_DATA SUPPLIED:_
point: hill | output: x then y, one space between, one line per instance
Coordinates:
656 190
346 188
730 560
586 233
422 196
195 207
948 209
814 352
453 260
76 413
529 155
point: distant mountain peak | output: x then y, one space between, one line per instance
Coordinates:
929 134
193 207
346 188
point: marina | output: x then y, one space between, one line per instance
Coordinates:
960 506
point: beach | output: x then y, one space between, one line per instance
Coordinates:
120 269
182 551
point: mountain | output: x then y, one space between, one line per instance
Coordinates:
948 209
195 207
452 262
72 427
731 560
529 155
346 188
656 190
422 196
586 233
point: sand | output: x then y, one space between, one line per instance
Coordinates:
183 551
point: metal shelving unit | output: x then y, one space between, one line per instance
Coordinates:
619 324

_WHAT YOU SHOULD DO:_
Reproduce every line above with no changes at all.

_OUTPUT OF THE EXERCISE:_
point: hill | output: x then y, one space between, one line per instance
Coordinates:
656 190
346 188
730 560
586 233
422 196
195 207
948 209
814 352
453 260
76 413
529 155
point: distant mountain peak | output: x then y, one space between, one line per instance
Coordinates:
929 134
193 207
346 188
point: marina | output: x then y, one space between, one line per instance
Coordinates:
960 506
point: beach | output: x then y, one space between, one line per instance
Coordinates:
120 269
182 551
point: mountain | output: x then y, one space between, one line per instance
Coordinates:
948 209
195 207
452 262
72 427
731 560
529 155
346 188
656 190
422 196
586 233
point: sand | output: x then y, one space between, one line per instance
Coordinates:
183 551
point: metal shelving unit | output: x then y, one space between, one line per instance
Coordinates:
619 324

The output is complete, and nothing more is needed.